▸ MATERIAL FOR THIS EXERCISE

>> start

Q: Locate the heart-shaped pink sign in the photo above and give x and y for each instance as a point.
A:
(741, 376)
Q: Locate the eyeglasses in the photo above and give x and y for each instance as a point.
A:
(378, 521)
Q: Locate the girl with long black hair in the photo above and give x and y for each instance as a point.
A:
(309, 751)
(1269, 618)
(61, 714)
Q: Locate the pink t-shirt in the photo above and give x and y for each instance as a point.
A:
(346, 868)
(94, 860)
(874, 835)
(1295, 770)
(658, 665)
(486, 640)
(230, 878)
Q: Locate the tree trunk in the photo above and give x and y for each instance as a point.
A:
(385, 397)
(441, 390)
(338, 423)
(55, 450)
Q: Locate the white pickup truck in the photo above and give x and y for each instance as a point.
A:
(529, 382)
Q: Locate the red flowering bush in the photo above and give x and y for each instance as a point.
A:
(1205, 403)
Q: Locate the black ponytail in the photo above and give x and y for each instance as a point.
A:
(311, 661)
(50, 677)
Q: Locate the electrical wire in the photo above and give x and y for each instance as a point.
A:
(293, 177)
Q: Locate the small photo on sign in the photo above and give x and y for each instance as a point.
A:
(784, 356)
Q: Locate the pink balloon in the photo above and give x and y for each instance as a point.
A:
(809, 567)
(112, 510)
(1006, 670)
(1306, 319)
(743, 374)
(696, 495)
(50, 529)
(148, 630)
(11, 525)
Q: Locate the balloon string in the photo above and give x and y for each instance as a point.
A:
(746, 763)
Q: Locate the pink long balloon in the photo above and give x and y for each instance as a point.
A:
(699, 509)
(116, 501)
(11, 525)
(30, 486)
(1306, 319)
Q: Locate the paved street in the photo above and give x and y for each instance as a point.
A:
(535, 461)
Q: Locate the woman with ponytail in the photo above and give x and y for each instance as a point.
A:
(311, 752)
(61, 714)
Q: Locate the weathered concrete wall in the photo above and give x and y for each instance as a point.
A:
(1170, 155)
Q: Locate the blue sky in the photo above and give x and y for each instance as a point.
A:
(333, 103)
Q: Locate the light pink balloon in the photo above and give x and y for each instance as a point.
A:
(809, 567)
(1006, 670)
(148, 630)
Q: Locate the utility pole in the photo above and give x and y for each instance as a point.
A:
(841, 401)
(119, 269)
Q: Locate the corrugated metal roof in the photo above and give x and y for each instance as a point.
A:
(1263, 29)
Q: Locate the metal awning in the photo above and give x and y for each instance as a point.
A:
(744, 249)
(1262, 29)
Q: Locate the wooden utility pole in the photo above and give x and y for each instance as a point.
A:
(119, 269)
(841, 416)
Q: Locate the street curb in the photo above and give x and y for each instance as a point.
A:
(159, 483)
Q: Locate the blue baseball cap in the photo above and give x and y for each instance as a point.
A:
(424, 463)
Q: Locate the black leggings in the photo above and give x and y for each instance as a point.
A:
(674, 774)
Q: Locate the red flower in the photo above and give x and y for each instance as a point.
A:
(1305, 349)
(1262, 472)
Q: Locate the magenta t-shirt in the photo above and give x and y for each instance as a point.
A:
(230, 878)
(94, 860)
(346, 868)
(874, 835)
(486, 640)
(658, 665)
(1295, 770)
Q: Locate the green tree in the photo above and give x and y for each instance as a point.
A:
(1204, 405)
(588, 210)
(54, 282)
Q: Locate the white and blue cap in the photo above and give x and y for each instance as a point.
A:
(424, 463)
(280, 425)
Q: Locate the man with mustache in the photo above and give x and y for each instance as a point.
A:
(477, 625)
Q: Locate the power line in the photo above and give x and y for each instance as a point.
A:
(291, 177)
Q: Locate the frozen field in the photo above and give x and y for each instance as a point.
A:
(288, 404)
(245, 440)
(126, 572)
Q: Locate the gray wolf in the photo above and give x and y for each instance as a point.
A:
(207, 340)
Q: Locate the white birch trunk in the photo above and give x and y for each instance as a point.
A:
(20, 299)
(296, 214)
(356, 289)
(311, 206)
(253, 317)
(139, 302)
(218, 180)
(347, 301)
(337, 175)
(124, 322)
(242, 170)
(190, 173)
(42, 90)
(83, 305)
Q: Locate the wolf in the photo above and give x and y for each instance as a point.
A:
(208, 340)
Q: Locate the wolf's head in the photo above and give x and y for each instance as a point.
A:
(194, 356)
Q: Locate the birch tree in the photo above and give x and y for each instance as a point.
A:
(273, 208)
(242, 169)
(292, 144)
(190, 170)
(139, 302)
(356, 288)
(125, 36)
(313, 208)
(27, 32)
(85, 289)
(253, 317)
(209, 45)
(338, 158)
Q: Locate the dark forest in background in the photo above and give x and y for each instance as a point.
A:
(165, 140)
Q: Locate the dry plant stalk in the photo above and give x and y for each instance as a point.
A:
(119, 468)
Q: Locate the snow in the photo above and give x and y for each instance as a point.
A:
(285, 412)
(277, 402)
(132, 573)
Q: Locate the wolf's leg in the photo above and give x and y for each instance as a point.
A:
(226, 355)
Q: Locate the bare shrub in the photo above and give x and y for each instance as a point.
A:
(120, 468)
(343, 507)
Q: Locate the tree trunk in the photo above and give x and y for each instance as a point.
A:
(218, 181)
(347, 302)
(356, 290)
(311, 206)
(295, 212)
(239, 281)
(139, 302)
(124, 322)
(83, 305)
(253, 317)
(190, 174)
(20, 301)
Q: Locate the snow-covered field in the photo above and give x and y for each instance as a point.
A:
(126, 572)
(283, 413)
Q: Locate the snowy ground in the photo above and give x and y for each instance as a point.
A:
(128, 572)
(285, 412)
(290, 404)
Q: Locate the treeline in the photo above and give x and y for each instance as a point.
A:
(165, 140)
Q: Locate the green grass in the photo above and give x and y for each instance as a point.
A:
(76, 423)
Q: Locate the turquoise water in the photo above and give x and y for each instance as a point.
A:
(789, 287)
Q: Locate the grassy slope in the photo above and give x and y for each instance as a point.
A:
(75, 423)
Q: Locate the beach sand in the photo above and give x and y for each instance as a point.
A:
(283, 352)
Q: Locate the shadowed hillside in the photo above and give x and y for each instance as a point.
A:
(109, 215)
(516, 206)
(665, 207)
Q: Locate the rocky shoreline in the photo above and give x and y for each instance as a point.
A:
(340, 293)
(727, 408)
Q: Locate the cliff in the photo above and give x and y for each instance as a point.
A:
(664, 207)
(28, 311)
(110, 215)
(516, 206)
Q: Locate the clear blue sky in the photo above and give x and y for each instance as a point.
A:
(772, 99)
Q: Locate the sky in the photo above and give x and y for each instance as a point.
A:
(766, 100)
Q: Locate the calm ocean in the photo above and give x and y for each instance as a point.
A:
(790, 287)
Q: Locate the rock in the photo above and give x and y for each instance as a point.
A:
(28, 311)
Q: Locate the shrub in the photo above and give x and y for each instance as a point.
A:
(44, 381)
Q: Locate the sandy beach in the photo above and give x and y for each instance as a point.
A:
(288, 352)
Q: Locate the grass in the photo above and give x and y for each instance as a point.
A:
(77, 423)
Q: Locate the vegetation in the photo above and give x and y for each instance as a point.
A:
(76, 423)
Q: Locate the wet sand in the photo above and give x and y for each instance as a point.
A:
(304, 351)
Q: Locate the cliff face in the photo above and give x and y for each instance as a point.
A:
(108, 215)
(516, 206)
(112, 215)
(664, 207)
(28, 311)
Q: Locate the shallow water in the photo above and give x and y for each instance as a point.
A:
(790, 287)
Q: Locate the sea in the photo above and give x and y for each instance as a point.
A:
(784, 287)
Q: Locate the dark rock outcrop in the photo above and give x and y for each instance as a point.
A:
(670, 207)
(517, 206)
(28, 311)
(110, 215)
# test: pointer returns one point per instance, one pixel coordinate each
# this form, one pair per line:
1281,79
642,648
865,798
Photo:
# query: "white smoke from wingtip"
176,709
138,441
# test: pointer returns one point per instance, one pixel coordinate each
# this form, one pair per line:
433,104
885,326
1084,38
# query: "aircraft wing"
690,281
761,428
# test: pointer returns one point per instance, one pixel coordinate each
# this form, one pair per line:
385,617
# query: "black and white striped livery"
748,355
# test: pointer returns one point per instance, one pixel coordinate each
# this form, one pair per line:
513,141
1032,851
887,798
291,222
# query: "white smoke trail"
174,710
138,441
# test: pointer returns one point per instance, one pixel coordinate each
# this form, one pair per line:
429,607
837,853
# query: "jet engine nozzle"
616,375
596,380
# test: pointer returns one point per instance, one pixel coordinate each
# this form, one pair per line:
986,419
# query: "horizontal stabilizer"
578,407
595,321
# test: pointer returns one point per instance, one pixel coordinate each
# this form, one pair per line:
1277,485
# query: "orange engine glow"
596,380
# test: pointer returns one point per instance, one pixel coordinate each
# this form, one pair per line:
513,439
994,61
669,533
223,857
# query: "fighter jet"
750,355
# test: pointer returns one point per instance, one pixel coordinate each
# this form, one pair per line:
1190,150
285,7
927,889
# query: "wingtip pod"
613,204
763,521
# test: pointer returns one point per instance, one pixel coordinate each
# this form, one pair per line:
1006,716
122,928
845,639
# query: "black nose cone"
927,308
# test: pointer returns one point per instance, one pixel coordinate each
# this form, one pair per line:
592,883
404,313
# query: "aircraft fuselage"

>> end

▸ GIVEN REQUEST
Reproduce the records word for word, from their first line through the line containing "(1205, 403)", with both of those lines included.

▸ ANSWER IN FULL
Q: Locate the heart-shaped pink sign in the photo above and give x and y for each instance as a point.
A:
(741, 376)
Q: Locate the eyeglasses in the photo above and give x and y for each instance as a point.
A:
(378, 521)
Q: Locate the girl with long black hair in the photo above and give x and y for each instance as a point.
A:
(309, 751)
(1269, 618)
(61, 714)
Q: Locate the pink t-shirt in the photo above and give x and y for each instance as a point.
A:
(346, 868)
(94, 860)
(874, 835)
(1295, 770)
(658, 665)
(486, 640)
(230, 878)
Q: Locate the tree trunk in the photo above and give x and y for each instance as a point.
A:
(385, 397)
(441, 390)
(338, 423)
(55, 450)
Q: Locate the white pickup truck in the photo above and give x and y for each instance as a point.
A:
(529, 382)
Q: Locate the red flowering bush in the photo above and give x and y for each instance as a point.
A:
(1205, 403)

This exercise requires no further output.